:: Material for this exercise

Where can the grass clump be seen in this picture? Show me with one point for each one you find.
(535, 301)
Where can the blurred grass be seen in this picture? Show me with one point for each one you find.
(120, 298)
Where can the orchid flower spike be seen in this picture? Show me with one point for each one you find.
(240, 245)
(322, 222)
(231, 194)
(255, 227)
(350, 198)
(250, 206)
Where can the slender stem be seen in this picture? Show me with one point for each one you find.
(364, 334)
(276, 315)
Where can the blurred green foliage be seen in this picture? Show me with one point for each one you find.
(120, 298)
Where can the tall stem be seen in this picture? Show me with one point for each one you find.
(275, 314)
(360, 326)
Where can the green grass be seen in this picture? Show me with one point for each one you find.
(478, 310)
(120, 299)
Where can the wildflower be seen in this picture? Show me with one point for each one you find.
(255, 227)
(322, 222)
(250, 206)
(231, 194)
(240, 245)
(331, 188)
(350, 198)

::::

▸ **Activity**: Set down the line holding "Where can the orchid" and all later lines through the last one in the material above, exactly, and no other lines.

▸ **Reply**:
Where can the orchid flower spike be seen in this picture? Show me with one point for each one you find.
(240, 245)
(322, 222)
(231, 194)
(255, 227)
(350, 198)
(250, 206)
Where can the slender stem be seen in this picture? Show me with one point for each one you find.
(364, 334)
(276, 315)
Where can the blurred green foliage be seen in this picture? Show me with one point for each one you find.
(120, 298)
Where can the tall stem be seen in this picture? Show me with one point for each one you find.
(275, 314)
(360, 326)
Where can the green grass be seen in this picture? Show me with one point for each one you find.
(478, 310)
(120, 299)
Where can the wildflower be seen in this picture? Show me with one point for each one you find.
(255, 227)
(322, 222)
(250, 206)
(231, 194)
(240, 245)
(331, 188)
(350, 198)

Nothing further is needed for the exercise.